STATED TASK 1:
Transcribe the portion of the comment thread starting with "No, wait. I'm" and going on through "cannot really work.".

────────

LinguList commented 2 years ago

I am sorry for the error.

Bridnicolas commented 2 years ago

Below 0.5 there's Abipón, Kadiwéu and Toba de Cerrito. Are we still planning to ignore them? So, we transfer the list to the article just as it is?

LinguList commented 2 years ago

No, we first need to address the issues on concepts I just filed. Then we select all languages with > 150 concepts, so we keep Abipon, etc.

Bridnicolas commented 2 years ago

No, wait. I'm looking at the other issues.

LinguList commented 2 years ago

Would be a pity. But with 17 concepts, like one of the languages, we cannot really work.

LinguList commented 2 years ago

I'll have to go to bed now. But I'll pursue tomorrow. The good thing is: we have one more automatic step for checking now :)

Bridnicolas commented 2 years ago

Ok, till tomorrow. I can't find the GBIF ID for issue #7, but I'll keep looking.

LinguList commented 2 years ago

Isn't it this one?

Bridnicolas commented 2 years ago

Yes, but there is no ID. At least visible on the webpage like with the other plants.

LinguList commented 2 years ago

Isn't the ID the number in the URL? 7291664

Bridnicolas commented 2 years ago

Ops. Didn't pay attention to that.

LinguList commented 2 years ago

I already added that number to our file, so no worries :)

Bridnicolas commented 2 years ago

Now all forms for younger brother are added in Tokens. I have to complete the other columns (form and value), but I have to enter a (hopefully short) meeting. And then I'll continue

LinguList commented 2 years ago

Nice, inform me, once done, and I'll then re-run the analysis. So we can advance the study already today, as I am now almost done with the paper draft!

Bridnicolas commented 2 years ago

'younger brother' is now complete. Checked, segmented and all. I'll proceed now to correct the sources on the document.

LinguList commented 2 years ago

Running the code now!

────────

STATED TASK 2:
Reproduce every line of the entries below, requests included, and offset each x and y coordinate in the answers by adding 46 to it.

DATA TO USE:
────────

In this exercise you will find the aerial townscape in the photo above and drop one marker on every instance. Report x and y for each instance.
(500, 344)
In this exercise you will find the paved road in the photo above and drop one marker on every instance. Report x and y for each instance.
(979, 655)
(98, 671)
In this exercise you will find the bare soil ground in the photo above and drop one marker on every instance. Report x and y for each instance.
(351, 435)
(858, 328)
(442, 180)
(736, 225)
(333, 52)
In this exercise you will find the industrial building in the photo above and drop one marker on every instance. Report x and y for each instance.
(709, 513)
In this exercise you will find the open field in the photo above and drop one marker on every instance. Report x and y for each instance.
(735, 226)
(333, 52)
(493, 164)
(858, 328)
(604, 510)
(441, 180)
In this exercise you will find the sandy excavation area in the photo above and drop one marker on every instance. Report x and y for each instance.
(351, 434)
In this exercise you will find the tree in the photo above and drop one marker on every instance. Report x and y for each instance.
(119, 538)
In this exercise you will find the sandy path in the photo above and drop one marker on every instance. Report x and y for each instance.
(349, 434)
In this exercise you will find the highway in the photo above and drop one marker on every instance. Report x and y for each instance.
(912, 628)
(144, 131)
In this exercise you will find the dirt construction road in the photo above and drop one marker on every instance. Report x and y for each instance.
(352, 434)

────────

WRITTEN REPLY 1:
No, wait. I'm looking at the other issues.

LinguList commented 2 years ago

Would be a pity. But with 17 concepts, like one of the languages, we cannot really work.

WRITTEN REPLY 2:
In this exercise you will find the aerial townscape in the photo above and drop one marker on every instance. Report x and y for each instance.
(546, 390)
In this exercise you will find the paved road in the photo above and drop one marker on every instance. Report x and y for each instance.
(1025, 701)
(144, 717)
In this exercise you will find the bare soil ground in the photo above and drop one marker on every instance. Report x and y for each instance.
(397, 481)
(904, 374)
(488, 226)
(782, 271)
(379, 98)
In this exercise you will find the industrial building in the photo above and drop one marker on every instance. Report x and y for each instance.
(755, 559)
In this exercise you will find the open field in the photo above and drop one marker on every instance. Report x and y for each instance.
(781, 272)
(379, 98)
(539, 210)
(904, 374)
(650, 556)
(487, 226)
In this exercise you will find the sandy excavation area in the photo above and drop one marker on every instance. Report x and y for each instance.
(397, 480)
In this exercise you will find the tree in the photo above and drop one marker on every instance. Report x and y for each instance.
(165, 584)
In this exercise you will find the sandy path in the photo above and drop one marker on every instance. Report x and y for each instance.
(395, 480)
In this exercise you will find the highway in the photo above and drop one marker on every instance. Report x and y for each instance.
(958, 674)
(190, 177)
In this exercise you will find the dirt construction road in the photo above and drop one marker on every instance. Report x and y for each instance.
(398, 480)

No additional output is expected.